Written problem
Reproduce the passage on brinkmanship in full, word for word, with no changes.

Brinkmanship, at its simplest, is the tactic of pushing something to its very limit to get what you want. It is the idea of pushing something to the very brink, thus the term, that causes your opponent to back down from the immense threat. It could arguably be seen as a stand-off, especially if the opponent does not back down from the brinkmanship.

Brinkmanship was used very heavily in the Cold War, where many could describe the threat of nuclear warfare as Brinkmanship. In fact, situations such as the Cuban Missile Crisis could be described as such, with the very display of nuclear weaponry a clear tactic in brinkmanship, attempting to force the opponent’s retreat through sheer display and threat without having to ultimately go through with it.

It was also used in films such as War Games, where the imminent threat itself is used as brinkmanship. Nuclear warfare doesn’t ultimately happen, but its position on the very brink of happening is what drives a lot of the film and the reactions within the narrative.

Available data
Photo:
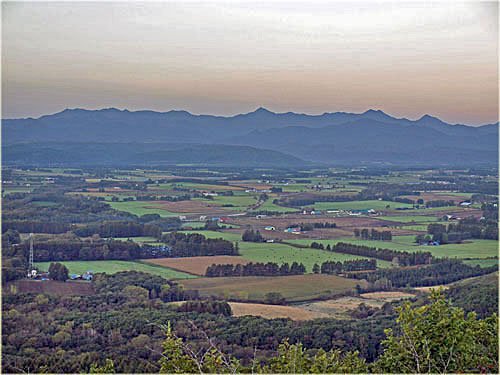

Answer
Brinkmanship, at its simplest, is the tactic of pushing something to its very limit to get what you want. It is the idea of pushing something to the very brink, thus the term, that causes your opponent to back down from the immense threat. It could arguably be seen as a stand-off, especially if the opponent does not back down from the brinkmanship.

Brinkmanship was used very heavily in the Cold War, where many could describe the threat of nuclear warfare as Brinkmanship. In fact, situations such as the Cuban Missile Crisis could be described as such, with the very display of nuclear weaponry a clear tactic in brinkmanship, attempting to force the opponent’s retreat through sheer display and threat without having to ultimately go through with it.

It was also used in films such as War Games, where the imminent threat itself is used as brinkmanship. Nuclear warfare doesn’t ultimately happen, but its position on the very brink of happening is what drives a lot of the film and the reactions within the narrative.